--- begin TASK INPUTS ---
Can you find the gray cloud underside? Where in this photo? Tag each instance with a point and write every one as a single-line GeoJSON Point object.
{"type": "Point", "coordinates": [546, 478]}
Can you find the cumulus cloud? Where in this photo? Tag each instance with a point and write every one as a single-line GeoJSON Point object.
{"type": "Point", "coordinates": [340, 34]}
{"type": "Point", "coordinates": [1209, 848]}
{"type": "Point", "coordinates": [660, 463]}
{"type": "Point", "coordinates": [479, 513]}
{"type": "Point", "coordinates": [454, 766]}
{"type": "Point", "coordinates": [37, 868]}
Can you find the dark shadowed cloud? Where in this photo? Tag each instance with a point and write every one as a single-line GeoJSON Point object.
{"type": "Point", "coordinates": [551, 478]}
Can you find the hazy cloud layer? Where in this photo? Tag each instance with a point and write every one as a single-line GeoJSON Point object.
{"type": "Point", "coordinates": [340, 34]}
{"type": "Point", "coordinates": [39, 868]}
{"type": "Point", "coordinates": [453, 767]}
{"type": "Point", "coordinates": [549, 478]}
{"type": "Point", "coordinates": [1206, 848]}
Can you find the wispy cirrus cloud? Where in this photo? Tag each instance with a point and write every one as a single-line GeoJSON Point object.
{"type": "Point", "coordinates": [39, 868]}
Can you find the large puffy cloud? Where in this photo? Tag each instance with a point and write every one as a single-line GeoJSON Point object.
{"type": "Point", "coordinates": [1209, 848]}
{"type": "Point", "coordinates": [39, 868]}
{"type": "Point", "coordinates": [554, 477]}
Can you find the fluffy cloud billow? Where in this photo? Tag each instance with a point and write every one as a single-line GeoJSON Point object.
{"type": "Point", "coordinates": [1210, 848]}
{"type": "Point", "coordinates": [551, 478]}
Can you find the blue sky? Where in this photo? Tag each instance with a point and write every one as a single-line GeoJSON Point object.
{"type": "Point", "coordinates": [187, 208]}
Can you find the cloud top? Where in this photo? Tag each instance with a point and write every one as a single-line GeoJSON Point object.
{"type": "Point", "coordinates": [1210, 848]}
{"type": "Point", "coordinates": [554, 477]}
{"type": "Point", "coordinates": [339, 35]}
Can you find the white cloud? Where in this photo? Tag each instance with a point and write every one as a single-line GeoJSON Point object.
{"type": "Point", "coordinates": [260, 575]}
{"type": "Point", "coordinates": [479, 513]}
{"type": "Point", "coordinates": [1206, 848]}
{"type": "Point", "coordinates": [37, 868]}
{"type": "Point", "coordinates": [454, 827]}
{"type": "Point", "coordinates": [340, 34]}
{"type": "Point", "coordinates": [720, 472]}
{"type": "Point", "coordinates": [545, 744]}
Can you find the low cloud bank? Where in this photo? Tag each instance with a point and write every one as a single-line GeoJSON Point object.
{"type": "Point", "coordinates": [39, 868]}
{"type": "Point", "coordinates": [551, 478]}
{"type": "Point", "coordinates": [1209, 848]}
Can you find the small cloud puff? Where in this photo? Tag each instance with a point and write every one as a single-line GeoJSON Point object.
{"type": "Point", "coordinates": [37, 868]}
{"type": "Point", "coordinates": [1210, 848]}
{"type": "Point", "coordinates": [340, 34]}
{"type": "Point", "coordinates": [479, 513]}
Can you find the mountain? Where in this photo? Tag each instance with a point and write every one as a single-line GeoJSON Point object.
--- end TASK INPUTS ---
◆ YOUR INSTRUCTIONS:
Reproduce verbatim every line of the data, starting with the line that contains "Can you find the low" and continuing through the final line of the data, with both included.

◆ EXPECTED OUTPUT:
Can you find the low cloud bank? Where in this photo? Tag each instance with a point and write every one as a single-line GeoJSON Point object.
{"type": "Point", "coordinates": [39, 868]}
{"type": "Point", "coordinates": [551, 478]}
{"type": "Point", "coordinates": [1209, 848]}
Can you find the small cloud puff? Where in this photo? Tag each instance with a point and write every one as a single-line GeoJSON Point object.
{"type": "Point", "coordinates": [37, 868]}
{"type": "Point", "coordinates": [1210, 848]}
{"type": "Point", "coordinates": [340, 34]}
{"type": "Point", "coordinates": [479, 513]}
Can you find the mountain? Where in this photo? Tag each instance with a point and write every one as a single-line GeoJSON Point object.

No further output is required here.